§ TEXT SHOWN:
************

Albert Lea Municipal Airport  is three miles (6 km) north of Albert Lea, in Freeborn County, Minnesota, United States.

Albert Lea Municipal Airport was granted over $3 million through several federal funds to relocate the main runway in the early 2010's. The first funding announcement was followed by another announcement about a grant to rehabilitate the crosswind runway. Work began in 2011 and was completed within a year. The old runway, which parallels the new runway, was converted to serve as the new runway's taxiway. The cost of making the additions and redoing the old pieces of the airport runway totaled $9,500,000.00. This allowed the Albert Lea Municipal Airport to finally have a 5,000 foot runway.

Later on, in July of 2017, it was reported that the Albert Lea Municipal Airport was awarded more than $766,000 by the U.S. Dept. of Transportation. This money was used for the construction of a 4,300 sq ft. airport arrival and departure building and parking lot. A month later, in August of 2017, it was reported that the Albert Lea City Council unanimously authorized their last three funding agreements. It was noted that the U.S. Dept. of Transportation funded $766,00, the State funded $948,300.00, and the City of Albert Lea paid $436,500 for the project. The overall estimated cost of the project was around $2,150,000.00 which was noted as slightly higher than the bid from a previous year. The project was completed in the summer of 2018.

************

§ MATERIAL:

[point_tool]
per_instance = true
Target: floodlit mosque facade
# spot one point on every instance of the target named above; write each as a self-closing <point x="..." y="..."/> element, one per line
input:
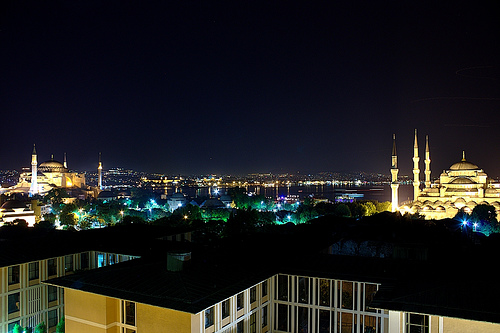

************

§ WHAT YOU NEED TO DO:
**A.** Reproduce the rows above line for line without any changes, but leave out the pictures.
**B.** Write the next part of the text about the Albert Lea airport, beginning after its final sentence.
The rows have no connection to the text about the Albert Lea airport.

§ RESPONSES PER TASK:
**A.**
[point_tool]
per_instance = true
Target: floodlit mosque facade
# spot one point on every instance of the target named above; write each as a self-closing <point x="..." y="..."/> element, one per line
input:

**B.**
Facilities
The airport covers  at an elevation of 1,261 feet (384 m). It has two asphalt runways: 17/35 is 5,000 by 100 feet (1,524 x 30 m) and 5/23 is 2,898 by 75 feet (883 x 23 m).

In the year ending September 30, 2011 the airport had 26,175 aircraft operations, average 71 per day: 91% general aviation, 8% air taxi and 1% military. 52 aircraft were then based at the airport: 75% single-engine, 5% multi-engine, 5% glider and 15% ultralight.

Soaring contests 
Albert Lea Airport hosts soaring contests, usually the week after Mother's Day in May.  The airport is the only site in the United States to have hosted all seven classes of glider competition.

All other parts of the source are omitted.